Short task: Copy out verbatim the lines of the records below, from the line containing "Q: For the coconut" through the end of the records.

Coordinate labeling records
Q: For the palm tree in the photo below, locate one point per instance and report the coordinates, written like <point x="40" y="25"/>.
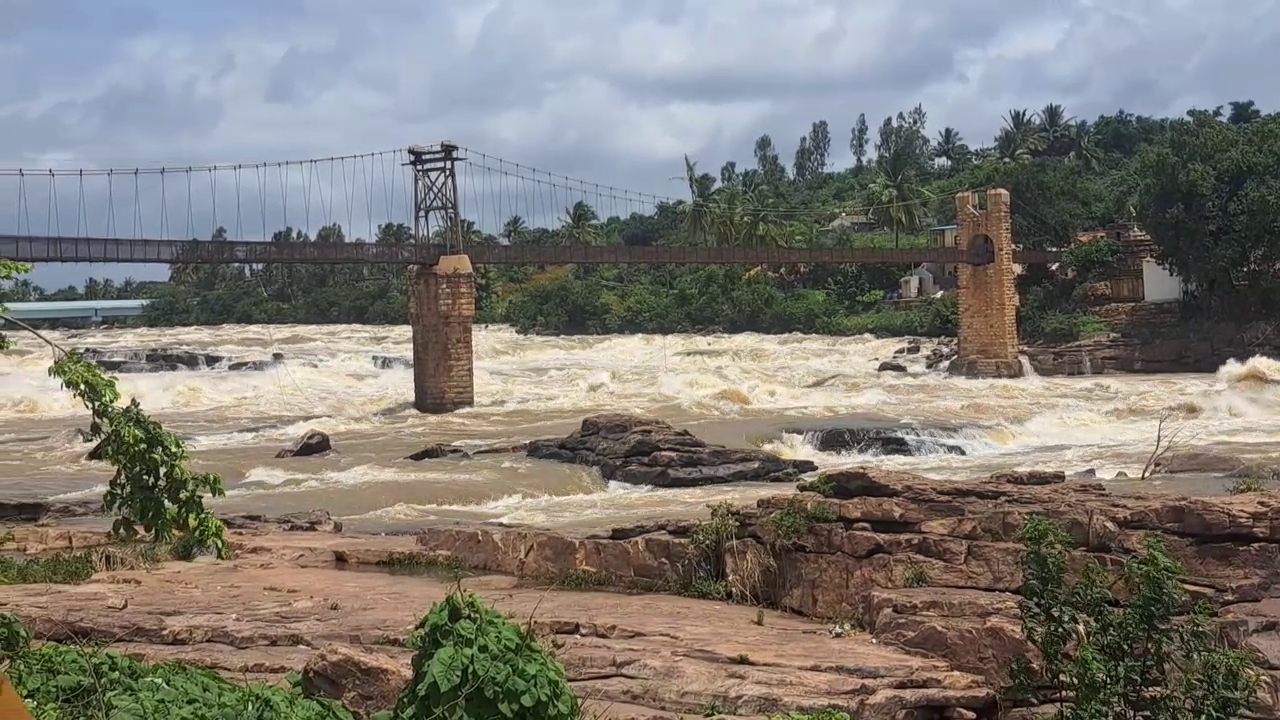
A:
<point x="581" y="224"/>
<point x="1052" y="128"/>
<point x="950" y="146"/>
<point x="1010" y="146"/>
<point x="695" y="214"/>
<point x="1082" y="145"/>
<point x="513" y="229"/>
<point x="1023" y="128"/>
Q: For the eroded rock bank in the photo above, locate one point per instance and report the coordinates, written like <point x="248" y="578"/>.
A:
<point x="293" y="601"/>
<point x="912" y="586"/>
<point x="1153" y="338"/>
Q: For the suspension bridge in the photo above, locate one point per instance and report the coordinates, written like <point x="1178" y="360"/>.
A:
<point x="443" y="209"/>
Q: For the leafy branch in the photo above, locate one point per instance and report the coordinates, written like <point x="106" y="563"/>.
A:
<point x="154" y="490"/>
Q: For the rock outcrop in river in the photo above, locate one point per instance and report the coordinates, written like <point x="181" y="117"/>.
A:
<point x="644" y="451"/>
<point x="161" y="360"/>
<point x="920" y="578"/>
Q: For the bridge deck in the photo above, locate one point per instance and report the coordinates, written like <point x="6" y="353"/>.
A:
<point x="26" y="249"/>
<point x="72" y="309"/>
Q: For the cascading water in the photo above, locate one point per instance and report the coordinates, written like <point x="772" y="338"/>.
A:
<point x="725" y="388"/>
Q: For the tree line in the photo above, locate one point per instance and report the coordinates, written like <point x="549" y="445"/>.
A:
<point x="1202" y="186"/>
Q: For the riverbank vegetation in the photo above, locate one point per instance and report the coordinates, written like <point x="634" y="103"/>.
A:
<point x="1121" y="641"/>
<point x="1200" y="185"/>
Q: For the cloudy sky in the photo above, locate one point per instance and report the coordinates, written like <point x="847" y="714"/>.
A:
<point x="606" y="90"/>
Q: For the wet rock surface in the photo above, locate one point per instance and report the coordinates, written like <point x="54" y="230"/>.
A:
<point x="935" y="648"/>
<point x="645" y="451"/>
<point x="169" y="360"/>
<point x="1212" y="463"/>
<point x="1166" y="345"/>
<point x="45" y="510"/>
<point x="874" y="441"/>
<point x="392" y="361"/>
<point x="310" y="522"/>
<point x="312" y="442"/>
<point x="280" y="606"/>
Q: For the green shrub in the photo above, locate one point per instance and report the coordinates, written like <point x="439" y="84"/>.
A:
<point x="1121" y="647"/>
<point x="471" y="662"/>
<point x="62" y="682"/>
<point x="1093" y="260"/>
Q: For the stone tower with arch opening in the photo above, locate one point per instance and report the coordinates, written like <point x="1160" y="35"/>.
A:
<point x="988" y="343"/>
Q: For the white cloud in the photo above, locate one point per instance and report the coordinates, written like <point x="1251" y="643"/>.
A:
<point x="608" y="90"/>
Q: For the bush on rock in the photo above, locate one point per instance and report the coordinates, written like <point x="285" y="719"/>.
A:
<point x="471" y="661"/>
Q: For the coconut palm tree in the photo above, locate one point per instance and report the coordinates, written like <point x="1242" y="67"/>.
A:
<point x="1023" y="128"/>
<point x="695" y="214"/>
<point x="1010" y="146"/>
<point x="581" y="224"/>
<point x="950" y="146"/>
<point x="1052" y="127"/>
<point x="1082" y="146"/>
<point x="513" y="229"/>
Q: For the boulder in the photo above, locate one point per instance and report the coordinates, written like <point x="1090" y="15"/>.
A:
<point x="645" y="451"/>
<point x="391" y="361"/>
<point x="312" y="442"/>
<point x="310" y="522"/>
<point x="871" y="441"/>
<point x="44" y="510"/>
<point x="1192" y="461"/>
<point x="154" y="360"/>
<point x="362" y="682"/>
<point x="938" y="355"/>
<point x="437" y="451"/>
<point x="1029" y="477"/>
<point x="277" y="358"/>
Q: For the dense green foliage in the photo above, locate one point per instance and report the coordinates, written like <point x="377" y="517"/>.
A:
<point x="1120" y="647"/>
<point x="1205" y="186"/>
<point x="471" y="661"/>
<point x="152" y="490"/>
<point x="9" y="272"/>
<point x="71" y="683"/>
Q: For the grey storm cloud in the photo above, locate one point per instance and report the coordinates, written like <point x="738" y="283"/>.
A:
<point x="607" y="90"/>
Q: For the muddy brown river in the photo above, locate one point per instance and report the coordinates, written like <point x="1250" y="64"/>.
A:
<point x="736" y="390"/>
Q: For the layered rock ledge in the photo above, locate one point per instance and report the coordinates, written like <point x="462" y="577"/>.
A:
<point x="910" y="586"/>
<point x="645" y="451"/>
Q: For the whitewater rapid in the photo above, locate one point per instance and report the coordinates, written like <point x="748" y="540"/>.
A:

Result of the exercise:
Q: For the coconut palm tree in the photo above, locate one point per instance and report the coordinates, written like <point x="1242" y="67"/>.
A:
<point x="1023" y="128"/>
<point x="695" y="214"/>
<point x="1010" y="146"/>
<point x="581" y="224"/>
<point x="950" y="146"/>
<point x="1052" y="127"/>
<point x="1082" y="146"/>
<point x="513" y="229"/>
Q: For the boulder in the photo above, locate one point per instance and report the coordinates, written like <point x="1090" y="15"/>.
A:
<point x="645" y="451"/>
<point x="391" y="361"/>
<point x="312" y="442"/>
<point x="310" y="522"/>
<point x="871" y="441"/>
<point x="44" y="510"/>
<point x="1192" y="461"/>
<point x="154" y="360"/>
<point x="362" y="682"/>
<point x="938" y="355"/>
<point x="437" y="451"/>
<point x="1029" y="477"/>
<point x="277" y="358"/>
Q: For the dense green foliage in the photo above, locate one point per instance and report the coordinates, written like <point x="377" y="517"/>.
A:
<point x="1120" y="647"/>
<point x="1205" y="186"/>
<point x="471" y="661"/>
<point x="152" y="490"/>
<point x="9" y="272"/>
<point x="71" y="683"/>
Q: For the grey storm cloud in the photo above, locate one point per instance and report the coordinates, written like <point x="738" y="283"/>.
A:
<point x="607" y="90"/>
Q: For the muddy brown river in the photo above, locate one point per instance and report the coordinates, written like <point x="1250" y="64"/>.
A:
<point x="736" y="390"/>
Q: For the layered rock ledge in the photo above, locate one point per instance and report the coordinates, written like <point x="462" y="577"/>.
A:
<point x="910" y="586"/>
<point x="645" y="451"/>
Q: For the whitewater rapid in the photo above, locate one point per instance and report the coordinates, written like <point x="748" y="540"/>.
A:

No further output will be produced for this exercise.